Condense the paragraph beginning "A weirder case happened the next year" from the twins story below into a short bulleted list that keeps its main facts.

**Given passage:**
§ §

A weirder case happened the next year. There was a set of twins at my school whose parents were members of some weird religious sect. They had never been separated - they took the same classes every year, wore the same clothes every day, ended up being roommates in college, etc, etc. Their GPAs were within some small fraction of a point of each other, but one was ever so slightly higher than the other. The higher one ended up be salutatorian. The parents and the twins freaked out that one was going to be speaking at graduation and the other wasn't. Rather than, I don't know, opting not to speak or realizing that they weren't freaking the same person and letting the one speak, they sued the school to have the other twin named "co-salutatorian". Once again, the school either lost or settled, because they both got up to speak at graduation - and they alternated sentences throughout the whole speech. It was bizarre.

§ §

**Extracted entries:**
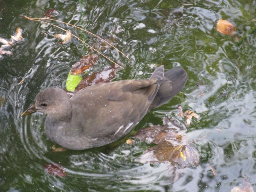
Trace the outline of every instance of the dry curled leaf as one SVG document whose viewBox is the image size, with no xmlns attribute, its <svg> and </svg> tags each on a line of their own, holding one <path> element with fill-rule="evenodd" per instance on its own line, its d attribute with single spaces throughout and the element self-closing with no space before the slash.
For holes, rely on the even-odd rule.
<svg viewBox="0 0 256 192">
<path fill-rule="evenodd" d="M 216 30 L 220 33 L 233 36 L 236 34 L 236 27 L 228 21 L 219 19 L 217 23 Z"/>
<path fill-rule="evenodd" d="M 158 144 L 147 150 L 139 162 L 168 161 L 180 169 L 198 165 L 198 152 L 187 142 L 184 127 L 173 119 L 165 118 L 164 124 L 143 128 L 135 135 L 141 140 Z"/>
<path fill-rule="evenodd" d="M 81 74 L 86 69 L 92 67 L 98 60 L 98 56 L 96 54 L 84 56 L 80 62 L 73 65 L 71 69 L 71 75 L 74 75 Z"/>
<path fill-rule="evenodd" d="M 46 17 L 52 17 L 56 16 L 59 13 L 59 11 L 54 8 L 48 10 L 44 12 L 44 15 Z"/>
<path fill-rule="evenodd" d="M 63 41 L 61 42 L 61 43 L 63 44 L 71 39 L 71 35 L 70 32 L 67 30 L 66 31 L 65 35 L 59 34 L 55 34 L 53 35 L 53 37 L 56 39 L 60 39 L 61 40 L 63 40 Z"/>
<path fill-rule="evenodd" d="M 65 177 L 65 169 L 61 165 L 57 163 L 44 165 L 44 167 L 46 172 L 52 175 L 59 177 Z"/>
</svg>

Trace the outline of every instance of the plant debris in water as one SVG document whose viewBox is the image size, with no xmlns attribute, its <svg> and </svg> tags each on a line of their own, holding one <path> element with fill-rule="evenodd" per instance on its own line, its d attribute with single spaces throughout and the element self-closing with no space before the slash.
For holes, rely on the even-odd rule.
<svg viewBox="0 0 256 192">
<path fill-rule="evenodd" d="M 75 94 L 79 90 L 91 85 L 109 82 L 116 75 L 117 69 L 117 67 L 114 65 L 100 72 L 92 73 L 80 81 L 72 93 Z"/>
<path fill-rule="evenodd" d="M 65 169 L 59 164 L 50 163 L 44 165 L 44 167 L 45 170 L 49 174 L 59 177 L 66 177 Z"/>
<path fill-rule="evenodd" d="M 228 21 L 219 19 L 217 23 L 216 30 L 225 35 L 233 36 L 236 34 L 236 27 Z"/>
<path fill-rule="evenodd" d="M 59 12 L 54 8 L 52 8 L 44 12 L 44 15 L 46 17 L 52 18 L 56 16 L 59 13 Z"/>
<path fill-rule="evenodd" d="M 98 55 L 94 54 L 83 56 L 80 61 L 73 65 L 71 69 L 71 74 L 78 75 L 91 68 L 98 60 Z"/>
<path fill-rule="evenodd" d="M 199 118 L 199 116 L 192 110 L 187 110 L 183 113 L 181 106 L 179 105 L 178 106 L 178 112 L 180 117 L 183 117 L 186 116 L 185 125 L 187 127 L 188 127 L 190 125 L 192 121 L 192 117 L 193 117 L 196 118 Z"/>
<path fill-rule="evenodd" d="M 54 38 L 56 38 L 56 39 L 60 39 L 63 40 L 63 41 L 62 42 L 60 43 L 61 44 L 63 44 L 66 42 L 67 41 L 69 41 L 71 39 L 71 33 L 68 30 L 66 31 L 65 35 L 64 35 L 63 34 L 57 34 L 54 35 L 53 35 L 53 37 Z"/>
<path fill-rule="evenodd" d="M 198 165 L 197 150 L 187 141 L 184 128 L 173 118 L 165 118 L 163 126 L 151 125 L 138 131 L 135 136 L 148 143 L 157 144 L 142 155 L 140 163 L 169 162 L 184 169 Z"/>
<path fill-rule="evenodd" d="M 15 35 L 11 35 L 11 39 L 10 39 L 10 41 L 7 41 L 0 37 L 0 42 L 3 44 L 1 45 L 1 47 L 0 48 L 0 58 L 3 57 L 1 55 L 3 54 L 12 54 L 12 53 L 11 52 L 4 50 L 4 49 L 6 47 L 12 45 L 15 42 L 19 42 L 22 40 L 23 38 L 22 35 L 22 30 L 21 28 L 18 27 L 16 29 Z"/>
<path fill-rule="evenodd" d="M 235 187 L 231 189 L 231 192 L 254 192 L 252 184 L 245 177 L 244 181 L 240 186 Z"/>
</svg>

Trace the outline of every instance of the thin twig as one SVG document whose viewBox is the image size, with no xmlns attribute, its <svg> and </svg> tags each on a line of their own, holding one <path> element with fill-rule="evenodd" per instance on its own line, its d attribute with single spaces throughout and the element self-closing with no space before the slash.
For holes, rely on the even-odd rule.
<svg viewBox="0 0 256 192">
<path fill-rule="evenodd" d="M 59 20 L 56 20 L 56 19 L 50 19 L 49 18 L 30 18 L 28 17 L 27 17 L 26 16 L 24 16 L 24 17 L 25 17 L 25 18 L 26 18 L 27 19 L 29 19 L 32 20 L 33 19 L 38 19 L 38 20 L 40 20 L 40 21 L 41 21 L 41 19 L 46 19 L 46 20 L 53 20 L 53 21 L 56 21 L 57 22 L 59 22 L 60 23 L 64 23 L 65 24 L 66 24 L 66 25 L 70 25 L 70 26 L 72 26 L 73 27 L 76 27 L 78 29 L 81 29 L 81 30 L 83 30 L 83 31 L 84 31 L 85 32 L 87 32 L 90 34 L 91 34 L 91 35 L 93 35 L 95 36 L 95 37 L 97 37 L 97 38 L 98 38 L 99 39 L 100 39 L 101 40 L 102 40 L 102 41 L 103 41 L 105 42 L 107 44 L 108 44 L 108 45 L 109 45 L 110 46 L 112 47 L 115 49 L 116 49 L 117 51 L 118 51 L 120 53 L 122 54 L 123 54 L 124 56 L 125 57 L 127 58 L 128 59 L 130 59 L 128 57 L 126 56 L 125 54 L 124 54 L 123 53 L 123 52 L 122 52 L 119 50 L 119 49 L 117 49 L 117 48 L 115 47 L 114 46 L 113 46 L 112 45 L 111 45 L 108 42 L 104 40 L 103 39 L 99 37 L 94 34 L 92 33 L 91 33 L 88 31 L 87 31 L 87 30 L 86 30 L 85 29 L 84 29 L 83 28 L 81 28 L 81 27 L 78 27 L 77 26 L 76 26 L 75 25 L 73 25 L 72 24 L 71 24 L 70 23 L 66 23 L 65 22 L 64 22 L 63 21 L 61 21 Z"/>
<path fill-rule="evenodd" d="M 214 170 L 213 170 L 213 169 L 211 168 L 211 167 L 209 165 L 209 166 L 210 167 L 210 169 L 211 170 L 211 171 L 212 172 L 212 173 L 213 173 L 213 174 L 214 175 L 214 177 L 216 176 L 216 175 L 215 174 L 215 172 L 214 171 Z"/>
<path fill-rule="evenodd" d="M 38 18 L 29 18 L 29 17 L 27 17 L 27 16 L 24 16 L 24 17 L 25 17 L 25 18 L 27 18 L 27 19 L 29 19 L 30 20 L 33 20 L 33 21 L 39 21 L 39 22 L 44 22 L 44 23 L 47 23 L 47 24 L 49 24 L 49 25 L 52 25 L 52 26 L 54 26 L 54 27 L 57 27 L 57 28 L 59 28 L 59 29 L 61 29 L 61 30 L 63 30 L 63 31 L 66 31 L 66 30 L 65 30 L 65 29 L 63 29 L 63 28 L 62 28 L 61 27 L 59 27 L 59 26 L 57 26 L 57 25 L 55 25 L 53 24 L 52 24 L 52 23 L 48 23 L 48 22 L 46 22 L 46 21 L 42 21 L 42 20 L 38 20 L 38 19 L 37 19 Z M 75 37 L 76 38 L 77 38 L 77 39 L 78 39 L 78 40 L 79 40 L 80 41 L 81 41 L 82 42 L 83 42 L 83 43 L 84 43 L 85 45 L 87 45 L 87 46 L 90 47 L 91 49 L 93 49 L 93 50 L 95 50 L 95 51 L 96 51 L 96 52 L 97 52 L 99 54 L 100 54 L 103 57 L 105 57 L 105 58 L 106 58 L 106 59 L 108 59 L 109 61 L 111 61 L 112 62 L 112 63 L 114 63 L 114 64 L 116 64 L 117 65 L 119 66 L 120 67 L 121 67 L 121 68 L 122 68 L 122 69 L 124 69 L 124 68 L 123 67 L 121 66 L 120 65 L 118 65 L 118 64 L 117 64 L 117 63 L 115 63 L 115 62 L 114 62 L 113 61 L 112 61 L 112 60 L 111 60 L 111 59 L 110 59 L 109 58 L 107 57 L 106 57 L 106 56 L 105 56 L 105 55 L 104 55 L 103 54 L 102 54 L 101 53 L 99 52 L 99 51 L 98 51 L 98 50 L 96 50 L 95 49 L 94 49 L 94 48 L 93 48 L 93 47 L 92 47 L 91 46 L 90 46 L 90 45 L 88 45 L 84 41 L 83 41 L 81 39 L 80 39 L 78 37 L 76 36 L 75 35 L 74 35 L 73 34 L 72 34 L 71 33 L 70 33 L 70 34 L 71 34 L 71 35 L 72 36 L 74 36 L 74 37 Z"/>
</svg>

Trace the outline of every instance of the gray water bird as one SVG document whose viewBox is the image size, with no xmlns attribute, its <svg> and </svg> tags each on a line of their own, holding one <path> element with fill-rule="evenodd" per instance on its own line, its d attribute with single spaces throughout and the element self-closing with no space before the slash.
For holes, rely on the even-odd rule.
<svg viewBox="0 0 256 192">
<path fill-rule="evenodd" d="M 179 93 L 187 79 L 182 68 L 165 72 L 162 65 L 149 79 L 95 84 L 70 99 L 62 89 L 46 88 L 21 116 L 37 112 L 46 114 L 46 136 L 65 148 L 81 150 L 102 146 L 127 135 L 151 109 Z"/>
</svg>

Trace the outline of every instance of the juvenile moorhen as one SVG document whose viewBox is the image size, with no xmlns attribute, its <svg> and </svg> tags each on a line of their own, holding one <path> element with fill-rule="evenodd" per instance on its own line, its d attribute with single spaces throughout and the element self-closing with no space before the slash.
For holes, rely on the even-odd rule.
<svg viewBox="0 0 256 192">
<path fill-rule="evenodd" d="M 46 136 L 66 148 L 99 147 L 127 134 L 150 109 L 180 92 L 187 79 L 182 68 L 165 72 L 162 65 L 149 79 L 95 84 L 81 90 L 71 99 L 62 89 L 46 88 L 21 116 L 36 112 L 47 114 Z"/>
</svg>

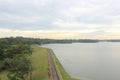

§ §

**Problem solution:**
- The next year, a set of twins at the school, whose parents belonged to a weird religious sect, had never been separated. They took the same classes, wore the same clothes, and later became college roommates.
- Their GPAs were within a small fraction of a point of each other. The slightly higher one became salutatorian.
- The parents and twins freaked out that only one would speak at graduation, so they sued the school to have the other twin named "co-salutatorian."
- The school either lost or settled. Both twins spoke at graduation, alternating sentences through the whole speech, which was bizarre.